• **REQUISITO 1**:
No texto sobre os desafios do início da carreira, que frase, ouvida muitas vezes na educação, é reproduzida?
• **REQUISITO 2**:
Dê continuidade ao texto sobre os desafios do início da carreira, começando após a última frase apresentada.

• **TEXTO EXTRAÍDO**:
********
Em um exemplo paradigmático, todos já fomos (ou ainda somos) jovens que um dia buscamos uma carreira. Saímos da formação básica, do ensino médio ou da universidade cheio de ideias e planos. Após trabalhar uns meses, descobrimos os reais gargalos e desafios da carreira. Entusiasmados propusemos e alguns de nós até implementamos ações, algumas com sucesso total ou relativo. Mas fizemos isso sob as falas maldosas dos colegas na saleta do café e apostas sobre até quando duraria nosso entusiasmo. Na primeira oportunidade que tiveram de nos dizer que "isso era fazer trabalho a toa" porque efetivamente nada mudaria, ou seria logo desfeito, disseram e mal disfarçando sua alegria em promover a frustração no outro. Na educação, quantas vezes eu ouvi: "Sai dessa carreira, isso não dá futuro" de colegas que estavam realmente ansiosos para atribuir as aulas que eram as minhas.
********
• **INFORMAÇÕES FORNECIDAS**:
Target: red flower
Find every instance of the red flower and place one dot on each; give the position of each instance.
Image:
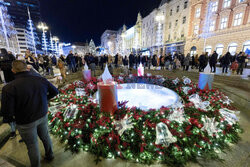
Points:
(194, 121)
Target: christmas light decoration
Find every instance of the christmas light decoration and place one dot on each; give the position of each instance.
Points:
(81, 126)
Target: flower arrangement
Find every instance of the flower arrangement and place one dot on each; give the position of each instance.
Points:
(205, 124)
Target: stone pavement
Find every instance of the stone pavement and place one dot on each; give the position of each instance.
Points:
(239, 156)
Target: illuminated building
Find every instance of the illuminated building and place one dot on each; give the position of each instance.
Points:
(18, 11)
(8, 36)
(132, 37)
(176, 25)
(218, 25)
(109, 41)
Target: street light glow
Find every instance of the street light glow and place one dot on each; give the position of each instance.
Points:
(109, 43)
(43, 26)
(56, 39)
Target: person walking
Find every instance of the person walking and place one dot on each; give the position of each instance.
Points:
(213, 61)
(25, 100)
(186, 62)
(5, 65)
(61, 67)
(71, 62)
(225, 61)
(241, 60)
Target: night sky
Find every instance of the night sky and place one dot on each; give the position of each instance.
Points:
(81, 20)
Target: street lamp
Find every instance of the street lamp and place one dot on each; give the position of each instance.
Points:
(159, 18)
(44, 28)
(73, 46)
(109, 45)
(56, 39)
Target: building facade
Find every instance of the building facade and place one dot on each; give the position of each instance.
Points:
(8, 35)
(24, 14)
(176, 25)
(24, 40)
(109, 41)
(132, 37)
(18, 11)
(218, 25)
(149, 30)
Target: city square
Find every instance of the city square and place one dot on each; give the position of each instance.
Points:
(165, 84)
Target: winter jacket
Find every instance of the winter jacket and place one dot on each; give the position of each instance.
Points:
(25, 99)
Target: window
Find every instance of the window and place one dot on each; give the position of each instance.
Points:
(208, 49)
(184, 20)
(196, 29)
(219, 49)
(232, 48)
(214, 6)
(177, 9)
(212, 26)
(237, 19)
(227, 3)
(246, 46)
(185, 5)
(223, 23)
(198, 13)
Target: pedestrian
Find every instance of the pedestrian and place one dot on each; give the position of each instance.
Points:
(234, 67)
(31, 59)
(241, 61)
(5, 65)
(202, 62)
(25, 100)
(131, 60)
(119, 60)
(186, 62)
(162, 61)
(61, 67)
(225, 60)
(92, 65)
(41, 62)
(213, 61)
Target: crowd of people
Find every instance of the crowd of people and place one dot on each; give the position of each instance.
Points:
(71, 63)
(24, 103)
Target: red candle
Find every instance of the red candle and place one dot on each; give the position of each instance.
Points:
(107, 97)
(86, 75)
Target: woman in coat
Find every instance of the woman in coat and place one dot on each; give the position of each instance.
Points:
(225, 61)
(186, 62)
********
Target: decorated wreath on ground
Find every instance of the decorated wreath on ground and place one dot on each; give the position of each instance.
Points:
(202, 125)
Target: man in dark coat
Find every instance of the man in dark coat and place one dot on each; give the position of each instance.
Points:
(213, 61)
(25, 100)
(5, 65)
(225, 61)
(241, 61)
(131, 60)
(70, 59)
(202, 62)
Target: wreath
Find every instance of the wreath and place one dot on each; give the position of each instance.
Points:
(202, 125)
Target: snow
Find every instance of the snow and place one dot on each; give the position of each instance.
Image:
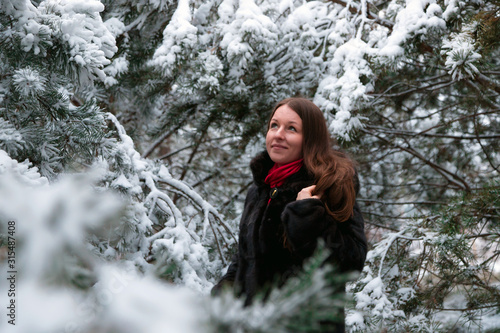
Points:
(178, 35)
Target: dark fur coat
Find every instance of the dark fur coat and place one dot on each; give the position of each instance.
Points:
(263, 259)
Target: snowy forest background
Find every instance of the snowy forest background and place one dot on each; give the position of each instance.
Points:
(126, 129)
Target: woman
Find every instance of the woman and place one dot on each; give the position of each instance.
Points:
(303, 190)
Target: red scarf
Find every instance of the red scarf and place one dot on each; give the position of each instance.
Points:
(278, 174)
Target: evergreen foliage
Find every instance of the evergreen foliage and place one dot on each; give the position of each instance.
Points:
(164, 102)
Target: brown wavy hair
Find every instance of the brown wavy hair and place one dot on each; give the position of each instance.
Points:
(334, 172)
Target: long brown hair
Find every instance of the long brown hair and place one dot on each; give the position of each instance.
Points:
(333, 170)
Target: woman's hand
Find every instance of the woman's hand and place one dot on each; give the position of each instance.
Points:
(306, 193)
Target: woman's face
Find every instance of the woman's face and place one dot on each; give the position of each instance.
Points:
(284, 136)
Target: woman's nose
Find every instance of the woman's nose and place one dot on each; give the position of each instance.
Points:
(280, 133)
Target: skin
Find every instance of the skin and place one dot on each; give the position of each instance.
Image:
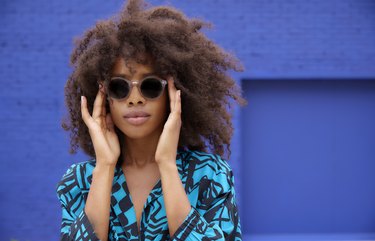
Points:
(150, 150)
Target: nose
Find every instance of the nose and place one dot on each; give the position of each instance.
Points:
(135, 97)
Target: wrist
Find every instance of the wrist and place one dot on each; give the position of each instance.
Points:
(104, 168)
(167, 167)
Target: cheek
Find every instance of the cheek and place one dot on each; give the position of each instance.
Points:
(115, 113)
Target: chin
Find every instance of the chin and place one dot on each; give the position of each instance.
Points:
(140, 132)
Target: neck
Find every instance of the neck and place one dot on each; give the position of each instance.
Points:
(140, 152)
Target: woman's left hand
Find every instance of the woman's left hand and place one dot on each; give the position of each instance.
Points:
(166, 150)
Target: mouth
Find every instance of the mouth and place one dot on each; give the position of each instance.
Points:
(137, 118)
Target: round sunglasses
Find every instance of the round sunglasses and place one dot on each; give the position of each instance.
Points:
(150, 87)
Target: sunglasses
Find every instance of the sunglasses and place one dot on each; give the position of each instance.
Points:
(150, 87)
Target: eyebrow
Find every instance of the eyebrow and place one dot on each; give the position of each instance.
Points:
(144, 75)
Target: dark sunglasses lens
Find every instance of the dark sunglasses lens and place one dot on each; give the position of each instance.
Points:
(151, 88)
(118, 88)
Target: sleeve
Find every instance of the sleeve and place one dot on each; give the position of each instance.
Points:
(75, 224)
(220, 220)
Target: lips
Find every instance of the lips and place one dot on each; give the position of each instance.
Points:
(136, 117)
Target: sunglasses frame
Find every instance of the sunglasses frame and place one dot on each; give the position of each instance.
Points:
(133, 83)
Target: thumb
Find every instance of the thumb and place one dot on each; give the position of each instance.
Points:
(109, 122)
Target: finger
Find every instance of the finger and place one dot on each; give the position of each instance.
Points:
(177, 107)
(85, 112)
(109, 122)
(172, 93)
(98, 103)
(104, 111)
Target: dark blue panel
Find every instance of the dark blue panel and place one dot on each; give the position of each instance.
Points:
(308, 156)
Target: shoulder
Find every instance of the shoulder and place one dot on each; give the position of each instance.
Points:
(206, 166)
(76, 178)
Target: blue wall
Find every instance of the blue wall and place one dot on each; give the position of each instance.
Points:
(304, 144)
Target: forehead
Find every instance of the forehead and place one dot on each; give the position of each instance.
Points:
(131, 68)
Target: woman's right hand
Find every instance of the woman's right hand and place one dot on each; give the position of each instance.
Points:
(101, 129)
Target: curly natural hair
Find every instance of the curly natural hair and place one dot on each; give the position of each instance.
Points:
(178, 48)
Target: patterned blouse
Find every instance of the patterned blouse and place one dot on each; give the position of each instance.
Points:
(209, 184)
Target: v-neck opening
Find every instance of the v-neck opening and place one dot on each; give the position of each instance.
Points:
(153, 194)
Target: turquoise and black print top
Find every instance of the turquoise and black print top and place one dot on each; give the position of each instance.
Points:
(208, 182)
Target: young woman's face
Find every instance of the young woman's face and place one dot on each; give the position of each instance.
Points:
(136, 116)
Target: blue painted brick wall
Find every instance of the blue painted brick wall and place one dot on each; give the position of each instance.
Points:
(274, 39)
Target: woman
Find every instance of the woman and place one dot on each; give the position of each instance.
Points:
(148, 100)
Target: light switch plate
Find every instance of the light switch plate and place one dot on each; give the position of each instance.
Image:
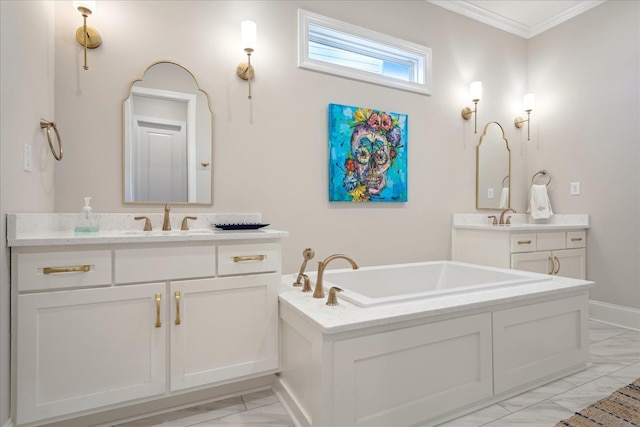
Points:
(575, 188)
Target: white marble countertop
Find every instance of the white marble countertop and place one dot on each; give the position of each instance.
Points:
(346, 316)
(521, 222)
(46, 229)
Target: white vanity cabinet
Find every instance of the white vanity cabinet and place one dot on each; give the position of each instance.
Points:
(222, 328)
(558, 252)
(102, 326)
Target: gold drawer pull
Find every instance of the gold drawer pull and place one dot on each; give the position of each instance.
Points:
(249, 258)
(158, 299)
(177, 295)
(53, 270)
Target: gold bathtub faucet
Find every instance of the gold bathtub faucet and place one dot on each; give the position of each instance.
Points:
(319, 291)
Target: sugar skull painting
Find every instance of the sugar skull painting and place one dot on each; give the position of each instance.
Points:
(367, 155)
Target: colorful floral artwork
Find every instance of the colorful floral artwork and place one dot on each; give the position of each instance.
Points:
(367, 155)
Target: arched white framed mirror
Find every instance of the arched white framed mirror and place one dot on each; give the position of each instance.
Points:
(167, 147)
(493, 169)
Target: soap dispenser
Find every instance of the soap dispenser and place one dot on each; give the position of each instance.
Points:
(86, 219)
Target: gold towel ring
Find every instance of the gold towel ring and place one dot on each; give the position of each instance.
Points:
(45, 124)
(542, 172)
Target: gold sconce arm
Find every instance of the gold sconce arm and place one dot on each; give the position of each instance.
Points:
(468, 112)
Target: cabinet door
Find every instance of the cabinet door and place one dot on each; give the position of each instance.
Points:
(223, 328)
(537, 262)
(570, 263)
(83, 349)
********
• **RESULTADO DA TAREFA 1**:
"Sai dessa carreira, isso não dá futuro."

• **RESULTADO DA TAREFA 2**:
Alguns desistem. Outros se conformam. E não dá para julgar ou culpar ninguém por isso. A essa altura da vida, eu também sou uma espécie de conformado ressentido com um monte de coisa. Contudo, ao contrário de muitos colegas que se incomodam quando chega alguém jovem e utópico, eu fico inspirado. É frequente eu me sentir realizado pelos feitos dos meus colegas mais novos. Quando eles vão mais longe do que eu fui, de alguma forma eu vou com eles. Essa é uma das características que eu compartilho com utópicos: eles querem que dê certo, mesmo que não tenha sido eles que fizeram.
Como milhares de sementes que são jogadas ao vento, muitos espíritos visionários não germinarão em contexto fértil, e amargarão tentativas ininterruptas de impedir seu florescimento. Outros, em contextos mais felizes, encontrarão contextos favoráveis, servindo de inspiração e coordenação do que de melhor pode ser feito. Alguns serão líderes, outros, silenciados. Alguns pagarão com a própria vida o preço de sua autenticidade.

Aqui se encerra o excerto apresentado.